▶ [EXERCISE INSTRUCTIONS]:
1. Rewrite the lens forum thread starting at "I currently own" and ending at "sharp, beautiful colour.", changing "Sig 30mm" to "Sigma 30mm".
2. List every camera brand named in the lens forum thread.
3. Continue the lens forum thread from the point where it stops.

▶ [TEXT PROVIDED]:
Well I just remembered. I did have 1 other Nikon item break. One of my SB-25's I broke the foot. But I repaired it myself by ordering a part (was easy). Again it was my fault though. So maybe I am 73 for 75 if you count the things I broke. Or still 75 for 75 deppending on how you look at it. And 75 is an estimate could be higher or little lower.  I can't remember all that stuff.


----------



## JohnMF

I've owned three of Sigma's over the years (all Canon fit), to be honest they've all been poor. Poor image quality, poor focusing, dull, muddy, soft images. One of them even gave everything a purple outline.

I currently own the Sig 30mm f/1.4. Total waste of money. Never had a sharp image out of it. The annoying thing is, I know someone with the Nikon fit Sig 30mm and it's great - nice and sharp, beautiful colour.


----------



## Sw1tchFX

Derrel said:


> So yeah, sure, you could get a Sigma 85 and 50 1.4 for the price of a Nikon 85/1.4 AF-S G. I can also get six burger and fry orders at Burger King for the price of a steak and fries and drink at El Gaucho.



LOL Yeah right Derrel! When was the last time you went to El Goucho?! 1985? One of my friends went there with his girl three days ago and walked out $180 poorer! And they had a gift certificate!! His steak was $80!!

▶ [RECORD LIST]:
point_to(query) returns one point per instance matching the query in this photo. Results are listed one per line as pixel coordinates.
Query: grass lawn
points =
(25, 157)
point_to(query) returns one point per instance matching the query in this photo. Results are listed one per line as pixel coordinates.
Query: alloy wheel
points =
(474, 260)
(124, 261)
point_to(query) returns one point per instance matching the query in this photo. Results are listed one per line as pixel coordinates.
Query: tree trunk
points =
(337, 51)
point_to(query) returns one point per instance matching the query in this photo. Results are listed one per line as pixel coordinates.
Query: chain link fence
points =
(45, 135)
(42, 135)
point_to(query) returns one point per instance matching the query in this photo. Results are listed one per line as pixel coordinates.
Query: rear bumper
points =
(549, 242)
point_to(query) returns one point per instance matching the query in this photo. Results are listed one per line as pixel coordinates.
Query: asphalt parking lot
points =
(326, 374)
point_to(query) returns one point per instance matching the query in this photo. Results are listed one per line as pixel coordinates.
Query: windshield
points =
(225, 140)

---

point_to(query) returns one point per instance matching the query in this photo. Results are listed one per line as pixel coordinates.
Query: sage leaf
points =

--

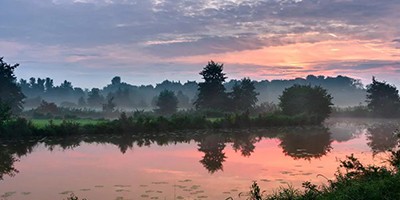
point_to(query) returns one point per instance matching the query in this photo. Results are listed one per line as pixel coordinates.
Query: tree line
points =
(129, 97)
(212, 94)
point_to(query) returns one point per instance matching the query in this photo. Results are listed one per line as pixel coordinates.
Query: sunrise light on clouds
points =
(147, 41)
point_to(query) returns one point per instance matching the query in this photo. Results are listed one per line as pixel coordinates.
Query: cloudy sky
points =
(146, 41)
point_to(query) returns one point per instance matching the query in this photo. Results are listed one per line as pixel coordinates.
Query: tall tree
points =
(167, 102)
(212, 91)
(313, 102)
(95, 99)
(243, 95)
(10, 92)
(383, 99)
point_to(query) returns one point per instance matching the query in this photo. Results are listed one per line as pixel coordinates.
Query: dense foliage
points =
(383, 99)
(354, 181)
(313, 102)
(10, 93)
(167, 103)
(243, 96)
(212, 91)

▶ [RESULTS BY TASK]:
1.
I currently own the Sigma 30mm f/1.4. Total waste of money. Never had a sharp image out of it. The annoying thing is, I know someone with the Nikon fit Sigma 30mm and it's great - nice and sharp, beautiful colour.

2. Nikon, Sigma, Canon

3.
----------



## sleist

I have three Sigma primes:

30mm f/1.4 DX
50mm f/1.4
150mm f/2.8 macro

All are excellent and are as good or better than their Nikon counterparts.
I'm currently deciding between Nikon 85mm f/1.4*D* and the Sigma 85 1.4.
I was called a couple days ago because my local shop had the 85G and my name was next.  That meant 1700 + tax.  I said no - too much to spend for 85mm on a DX and I'm in no hurry for it.
I need to see more samples of the Sigma 85 bokeh.  The 50 and 30 are stellar in this regard, but the Sigma 85 has some serious competition here, including some cheap manual focus versions.

Bottom line is that I would not be afraid of Sigmas based on my experience.


----------



## Sw1tchFX

I've heard that the 150mm is just ridiculous sharp.


----------



## Overread

Sigma 150mm macro - fantastic lens
Sigma 70mm macro - fantastic lens (I'd say a slight sharpness cut above the 150mm!)
And those have to compete against the MPE macro lens (possibly one of the kings of macro lenses )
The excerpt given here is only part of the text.